Requisitos:
#1 En el fragmento sobre las parábolas, ¿a qué es semejante el reino de los cielos según la sección «La red»?
#2 Retoma el fragmento sobre las parábolas y continúalo a partir de su última oración.
___ Texto fuente ___
Algunas veces se oye decir que esta perla es Cristo, a quien el pecador quiere obtener a cualquier precio; pero aunque Cristo sea deseado por un alma atormentada, y él llegue a serle precioso cuando sea rescatada, la parábola no se aplica a ella. Nadie puede comprar el campo, como tampoco la perla. Todo es ofrecido gratuitamente al pecador, en cambio Cristo no posee gratuitamente a sus rescatados. Vendió todo lo que tenía. Descendió a la muerte para liberarlos de ella.
La red
Asimismo el reino de los cielos es semejante a una red, que echada en el mar, recoge de toda clase de peces; y una vez llena, la sacan a la orilla; y sentados, recogen lo bueno en cestas, y lo malo echan fuera.
___ Datos proporcionados ___
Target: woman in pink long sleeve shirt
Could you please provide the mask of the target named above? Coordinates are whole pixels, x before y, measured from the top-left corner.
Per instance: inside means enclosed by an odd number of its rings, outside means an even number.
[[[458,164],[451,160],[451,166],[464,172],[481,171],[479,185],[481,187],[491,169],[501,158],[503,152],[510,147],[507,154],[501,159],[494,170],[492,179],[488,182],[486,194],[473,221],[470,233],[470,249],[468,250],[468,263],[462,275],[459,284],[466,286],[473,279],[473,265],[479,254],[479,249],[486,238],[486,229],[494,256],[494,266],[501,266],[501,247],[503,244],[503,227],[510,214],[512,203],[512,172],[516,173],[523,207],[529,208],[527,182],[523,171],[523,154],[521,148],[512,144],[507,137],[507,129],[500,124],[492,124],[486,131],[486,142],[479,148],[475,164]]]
___
Respuestas en orden:
#1 A una red que, echada en el mar, recoge de toda clase de peces.

#2
La red representa el Evangelio proclamado en el mundo, el mar de los pueblos. El cristianismo, resultado de esta predicación, fue abrazado como religión por las masas que llevan el nombre de cristianos –que son los peces encerrados en la red– masas compuestas por los que tienen la vida y por los que no la tienen. Ahora bien, como en las tres últimas parábolas, aquí se trata de lo que es bueno; los pescadores, comprobando los resultados de la pesca, se ocupan solo de los peces buenos. En la parábola de la cizaña era preciso dejar crecer todo hasta la siega, aunque los siervos querían ocuparse de la mala hierba para destruirla; pero ese no era el momento, ni su tarea. Aquí, los siervos de Dios solo tienen que ocuparse de los buenos, para ponerlos en cestas, es decir, apartar a los creyentes del mundo y reunirlos alrededor de Cristo. Es el trabajo actual de los obreros del Señor: dejar fuera a los malos y no ocuparse de ellos, sino para anunciarles la salvación, servicio que aquí no se menciona.
Además, el Señor explica lo que se hará después, en el fin del siglo. Habrá también una selección confiada no a los siervos de Dios, sino a los ángeles, porque aquellos son los ejecutores de la voluntad de Dios en su gobierno. “Así será”, dijo Jesús, “al fin del siglo: saldrán los ángeles, y apartarán a los malos de entre los justos, y los echarán en el horno de fuego; allí será el lloro y el crujir de dientes”.
Durante el tiempo de los juicios, los ángeles se ocuparán únicamente de los malos, a fin de quitarlos de la tierra, en vista del establecimiento del reino en gloria, como lo vimos al final de la parábola de la cizaña.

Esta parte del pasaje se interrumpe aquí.